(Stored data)

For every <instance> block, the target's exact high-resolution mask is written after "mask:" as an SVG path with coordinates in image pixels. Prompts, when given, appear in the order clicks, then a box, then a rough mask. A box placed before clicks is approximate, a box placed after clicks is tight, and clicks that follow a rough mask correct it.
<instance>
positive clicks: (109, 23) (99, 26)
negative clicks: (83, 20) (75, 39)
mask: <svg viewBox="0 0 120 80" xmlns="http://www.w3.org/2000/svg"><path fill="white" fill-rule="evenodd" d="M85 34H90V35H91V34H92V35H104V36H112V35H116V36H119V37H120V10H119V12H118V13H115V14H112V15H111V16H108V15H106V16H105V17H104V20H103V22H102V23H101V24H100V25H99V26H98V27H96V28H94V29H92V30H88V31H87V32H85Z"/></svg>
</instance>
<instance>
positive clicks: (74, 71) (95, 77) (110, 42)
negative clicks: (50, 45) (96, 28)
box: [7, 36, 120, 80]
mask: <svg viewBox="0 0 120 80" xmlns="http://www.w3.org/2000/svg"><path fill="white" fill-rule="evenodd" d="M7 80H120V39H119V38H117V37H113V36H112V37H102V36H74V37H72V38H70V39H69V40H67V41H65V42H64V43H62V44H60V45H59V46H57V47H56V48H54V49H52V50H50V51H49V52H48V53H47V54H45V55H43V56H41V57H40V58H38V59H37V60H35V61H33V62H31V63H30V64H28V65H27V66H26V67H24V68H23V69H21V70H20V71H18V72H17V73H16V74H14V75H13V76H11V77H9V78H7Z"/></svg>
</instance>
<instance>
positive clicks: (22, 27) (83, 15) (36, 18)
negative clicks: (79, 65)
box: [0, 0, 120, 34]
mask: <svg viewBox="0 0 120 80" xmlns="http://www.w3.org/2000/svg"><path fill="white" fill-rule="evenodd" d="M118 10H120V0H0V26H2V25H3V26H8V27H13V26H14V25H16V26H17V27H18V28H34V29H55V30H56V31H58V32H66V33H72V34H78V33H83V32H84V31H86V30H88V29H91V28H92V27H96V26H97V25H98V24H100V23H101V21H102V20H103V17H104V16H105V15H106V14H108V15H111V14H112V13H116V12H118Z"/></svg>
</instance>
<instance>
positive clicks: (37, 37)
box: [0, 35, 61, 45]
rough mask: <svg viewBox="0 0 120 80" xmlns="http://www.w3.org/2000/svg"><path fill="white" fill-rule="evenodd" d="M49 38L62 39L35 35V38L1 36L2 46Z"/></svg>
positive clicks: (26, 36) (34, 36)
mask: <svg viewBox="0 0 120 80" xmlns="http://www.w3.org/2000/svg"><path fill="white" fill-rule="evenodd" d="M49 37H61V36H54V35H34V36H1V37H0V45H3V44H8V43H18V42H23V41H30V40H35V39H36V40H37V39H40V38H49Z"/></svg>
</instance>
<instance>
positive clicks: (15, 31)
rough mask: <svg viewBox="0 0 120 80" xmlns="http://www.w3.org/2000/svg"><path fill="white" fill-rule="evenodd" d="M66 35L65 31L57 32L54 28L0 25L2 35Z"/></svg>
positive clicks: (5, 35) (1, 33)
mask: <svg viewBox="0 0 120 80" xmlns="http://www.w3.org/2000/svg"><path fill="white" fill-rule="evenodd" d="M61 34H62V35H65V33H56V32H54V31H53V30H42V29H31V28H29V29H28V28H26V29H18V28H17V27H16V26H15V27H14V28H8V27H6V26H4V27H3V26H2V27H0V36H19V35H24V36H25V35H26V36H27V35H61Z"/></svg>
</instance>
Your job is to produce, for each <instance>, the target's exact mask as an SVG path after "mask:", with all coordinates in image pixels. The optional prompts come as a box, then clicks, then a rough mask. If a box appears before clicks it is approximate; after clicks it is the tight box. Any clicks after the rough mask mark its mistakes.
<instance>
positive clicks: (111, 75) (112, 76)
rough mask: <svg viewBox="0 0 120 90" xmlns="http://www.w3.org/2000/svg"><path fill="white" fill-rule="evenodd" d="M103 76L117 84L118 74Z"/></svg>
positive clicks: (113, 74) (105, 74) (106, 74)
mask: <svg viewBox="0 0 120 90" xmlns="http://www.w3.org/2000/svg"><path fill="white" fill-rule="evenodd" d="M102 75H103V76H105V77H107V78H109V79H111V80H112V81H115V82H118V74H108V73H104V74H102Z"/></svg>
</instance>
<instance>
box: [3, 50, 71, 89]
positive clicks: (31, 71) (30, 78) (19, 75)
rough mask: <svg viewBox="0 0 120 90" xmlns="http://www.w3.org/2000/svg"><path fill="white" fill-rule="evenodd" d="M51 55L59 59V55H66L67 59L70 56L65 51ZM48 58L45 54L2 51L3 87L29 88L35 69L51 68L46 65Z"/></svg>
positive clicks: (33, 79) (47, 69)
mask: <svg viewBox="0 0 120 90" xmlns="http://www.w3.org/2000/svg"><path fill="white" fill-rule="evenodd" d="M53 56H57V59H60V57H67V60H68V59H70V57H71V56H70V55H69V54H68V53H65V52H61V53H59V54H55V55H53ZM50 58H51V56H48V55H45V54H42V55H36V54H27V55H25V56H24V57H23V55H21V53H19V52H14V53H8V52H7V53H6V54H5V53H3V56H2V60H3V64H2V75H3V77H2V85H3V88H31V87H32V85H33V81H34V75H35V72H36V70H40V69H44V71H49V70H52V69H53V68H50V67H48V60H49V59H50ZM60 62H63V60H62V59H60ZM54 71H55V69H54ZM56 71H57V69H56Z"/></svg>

Task prompt – Write down every record shown above precisely.

Reply –
For every <instance> block, the target's exact high-resolution mask is written after "mask:" as an SVG path with coordinates in image pixels. Prompts, when given, appear in the order clicks, then a box, then a rough mask. A box placed before clicks is approximate, a box placed after clicks is tight, and clicks that follow a rough mask correct it.
<instance>
positive clicks: (109, 23) (99, 26)
negative clicks: (83, 20) (75, 39)
mask: <svg viewBox="0 0 120 80" xmlns="http://www.w3.org/2000/svg"><path fill="white" fill-rule="evenodd" d="M85 34H90V35H91V34H92V35H104V36H112V35H116V36H119V37H120V10H119V12H118V13H115V14H112V15H111V16H108V15H106V16H105V17H104V20H103V22H102V23H101V24H100V25H99V26H98V27H96V28H94V29H92V30H88V31H87V32H85Z"/></svg>
</instance>
<instance>
positive clicks: (74, 71) (95, 77) (110, 42)
negative clicks: (50, 45) (96, 28)
box: [7, 36, 120, 80]
mask: <svg viewBox="0 0 120 80" xmlns="http://www.w3.org/2000/svg"><path fill="white" fill-rule="evenodd" d="M7 80H120V39H119V38H117V37H113V36H112V37H102V36H74V37H72V38H70V39H69V40H67V41H65V42H64V43H62V44H60V45H59V46H57V47H56V48H54V49H52V50H50V51H49V52H48V53H47V54H45V55H43V56H41V57H40V58H38V59H37V60H35V61H33V62H31V63H30V64H28V65H27V66H26V67H24V68H23V69H21V70H20V71H18V72H17V73H16V74H14V75H13V76H11V77H9V78H7Z"/></svg>
</instance>
<instance>
positive clicks: (22, 27) (83, 15) (36, 18)
negative clicks: (79, 65)
box: [0, 0, 120, 34]
mask: <svg viewBox="0 0 120 80" xmlns="http://www.w3.org/2000/svg"><path fill="white" fill-rule="evenodd" d="M118 10H120V0H0V26H2V25H3V26H8V27H13V26H14V25H16V26H17V27H18V28H34V29H55V30H56V31H58V32H66V33H72V34H78V33H83V32H84V31H86V30H88V29H91V28H92V27H96V26H97V25H98V24H100V23H101V21H102V20H103V17H104V16H105V15H106V14H108V15H111V14H112V13H116V12H118Z"/></svg>
</instance>
<instance>
positive clicks: (37, 37)
box: [0, 35, 61, 45]
rough mask: <svg viewBox="0 0 120 80" xmlns="http://www.w3.org/2000/svg"><path fill="white" fill-rule="evenodd" d="M49 38L62 39L35 35V38L1 36L2 46Z"/></svg>
positive clicks: (26, 36) (34, 36)
mask: <svg viewBox="0 0 120 80" xmlns="http://www.w3.org/2000/svg"><path fill="white" fill-rule="evenodd" d="M49 37H61V36H54V35H34V36H1V37H0V45H3V44H8V43H18V42H23V41H30V40H35V39H36V40H37V39H40V38H49Z"/></svg>
</instance>
<instance>
positive clicks: (15, 31)
rough mask: <svg viewBox="0 0 120 80" xmlns="http://www.w3.org/2000/svg"><path fill="white" fill-rule="evenodd" d="M66 35L65 31L57 32L54 28L0 25L2 35Z"/></svg>
positive clicks: (5, 35) (1, 33)
mask: <svg viewBox="0 0 120 80" xmlns="http://www.w3.org/2000/svg"><path fill="white" fill-rule="evenodd" d="M61 34H62V35H65V33H56V32H54V31H53V30H42V29H31V28H29V29H28V28H26V29H18V28H17V27H16V26H15V27H14V28H8V27H6V26H4V27H3V26H2V27H0V36H19V35H24V36H25V35H26V36H27V35H61Z"/></svg>
</instance>
Your job is to produce, for each <instance>, the target's exact mask as an SVG path after "mask:", with all coordinates in image pixels. The optional prompts come as a box, then clicks, then a rough mask. If a box appears before clicks it is approximate; after clicks it is the tight box. Any clicks after the rough mask mark its mistakes.
<instance>
positive clicks: (111, 75) (112, 76)
rough mask: <svg viewBox="0 0 120 90" xmlns="http://www.w3.org/2000/svg"><path fill="white" fill-rule="evenodd" d="M103 76L117 84L118 74Z"/></svg>
positive clicks: (113, 74) (105, 74) (106, 74)
mask: <svg viewBox="0 0 120 90" xmlns="http://www.w3.org/2000/svg"><path fill="white" fill-rule="evenodd" d="M102 75H103V76H105V77H107V78H109V79H111V80H112V81H115V82H118V74H108V73H104V74H102Z"/></svg>
</instance>
<instance>
box: [3, 50, 71, 89]
positive clicks: (31, 71) (30, 78) (19, 75)
rough mask: <svg viewBox="0 0 120 90" xmlns="http://www.w3.org/2000/svg"><path fill="white" fill-rule="evenodd" d="M51 55L59 59V55H66L67 59L70 56L65 51ZM48 58L45 54L2 51L3 87L29 88L35 69L51 68L46 65Z"/></svg>
positive clicks: (33, 79) (47, 69)
mask: <svg viewBox="0 0 120 90" xmlns="http://www.w3.org/2000/svg"><path fill="white" fill-rule="evenodd" d="M53 56H57V59H60V57H67V60H68V59H70V57H71V56H70V55H69V54H68V53H65V52H61V53H59V54H55V55H53ZM50 58H51V56H48V55H45V54H42V55H36V54H27V55H25V56H24V57H23V55H21V53H19V52H14V53H8V52H7V53H6V54H5V53H3V56H2V60H3V64H2V75H3V77H2V85H3V88H31V87H32V85H33V81H34V75H35V72H36V70H40V69H44V71H49V70H52V69H53V68H50V67H48V60H49V59H50ZM60 62H63V60H62V59H60ZM54 71H55V69H54ZM56 71H57V69H56Z"/></svg>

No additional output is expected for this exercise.